READING PASSAGE ::
################

When following this content, I would recommend first reading through the following two posts:
- How to Access a Linux Virtual Machine (e.g. Matillion Server) via SSH from Windows
- How to Configure Remote Git Integration for Matillion Leveraging SSH Keys
These two posts have been written to support anybody setting up git integration with Matillion; however, we have not addressed any recommendations around where to store your SSH keys or how to automate the remote sync of a Matillion git repository using a Matillion orchestration job. Well, this post will discuss my personal recommendation when storing your SSH keys and passwords so that they can be leveraged by Python/Bash script components in Matillion. I wonder what my next post will be about… (hint hint)
Before we dive in, I want to quickly state that this method/approach is my personal opinion for a specific set of use cases. I am a self-proclaimed Snowflake and Matillion expert; however, I am NOT a security expert. This post will cover a method of storing authentication keys and service account passwords on your Matillion server in a way that can be accessed using the Python Script and Bash Script components in a Matillion orchestration job. This means anyone with access to your Matillion instance could use these components to access these files. Obviously, it is therefore recommended that this method be leveraged only when you are comfortable with every Matillion user having access to these files.
I have created a Matillion Idea to address this security issue by modifying Matillion’s capability to offer a User property for Python/Bash scripts to enable privileged scripting access. Currently, this functionality can only be enabled or disabled server-wide and thus does not solve our security concerns. If it could be enabled for specific projects, we could potentially store our passwords in Matillion’s regular password manager and/or designated backend folders that only allow access to privileged users, only granting trusted users with access to the specific project that allows this privileged scripting functionality.

################

RECORDED INFORMATION ::
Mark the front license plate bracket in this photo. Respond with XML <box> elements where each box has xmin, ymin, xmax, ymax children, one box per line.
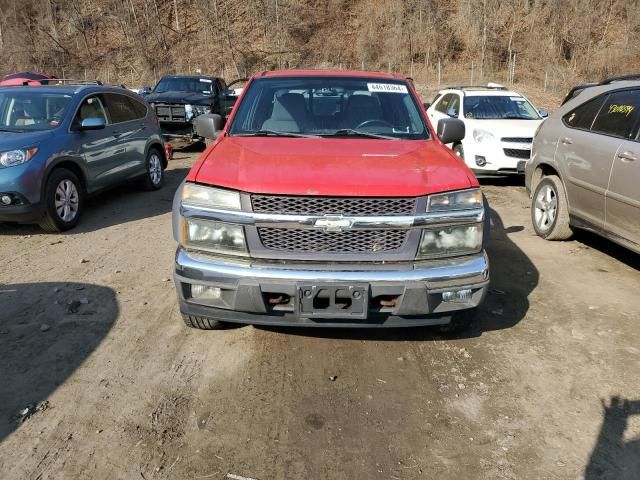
<box><xmin>297</xmin><ymin>284</ymin><xmax>369</xmax><ymax>319</ymax></box>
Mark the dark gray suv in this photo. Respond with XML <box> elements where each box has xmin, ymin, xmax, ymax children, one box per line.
<box><xmin>0</xmin><ymin>84</ymin><xmax>167</xmax><ymax>231</ymax></box>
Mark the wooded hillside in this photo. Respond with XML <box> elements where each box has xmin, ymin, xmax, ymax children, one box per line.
<box><xmin>0</xmin><ymin>0</ymin><xmax>640</xmax><ymax>93</ymax></box>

################

REQUESTS ::
1. Return the passage from the post on storing SSH keys for Matillion, starting with "Before we dive" and going on through "to these files.", copied word for word.
2. Retype the entire listing that comes after the Matillion post, keeping every line as it stands but leaving out the pictures.

OUTPUTS FOR THE TASKS ::
1.
Before we dive in, I want to quickly state that this method/approach is my personal opinion for a specific set of use cases. I am a self-proclaimed Snowflake and Matillion expert; however, I am NOT a security expert. This post will cover a method of storing authentication keys and service account passwords on your Matillion server in a way that can be accessed using the Python Script and Bash Script components in a Matillion orchestration job. This means anyone with access to your Matillion instance could use these components to access these files. Obviously, it is therefore recommended that this method be leveraged only when you are comfortable with every Matillion user having access to these files.

2.
Mark the front license plate bracket in this photo. Respond with XML <box> elements where each box has xmin, ymin, xmax, ymax children, one box per line.
<box><xmin>297</xmin><ymin>284</ymin><xmax>369</xmax><ymax>319</ymax></box>
Mark the dark gray suv in this photo. Respond with XML <box> elements where each box has xmin, ymin, xmax, ymax children, one box per line.
<box><xmin>0</xmin><ymin>84</ymin><xmax>167</xmax><ymax>231</ymax></box>
Mark the wooded hillside in this photo. Respond with XML <box> elements where each box has xmin, ymin, xmax, ymax children, one box per line.
<box><xmin>0</xmin><ymin>0</ymin><xmax>640</xmax><ymax>93</ymax></box>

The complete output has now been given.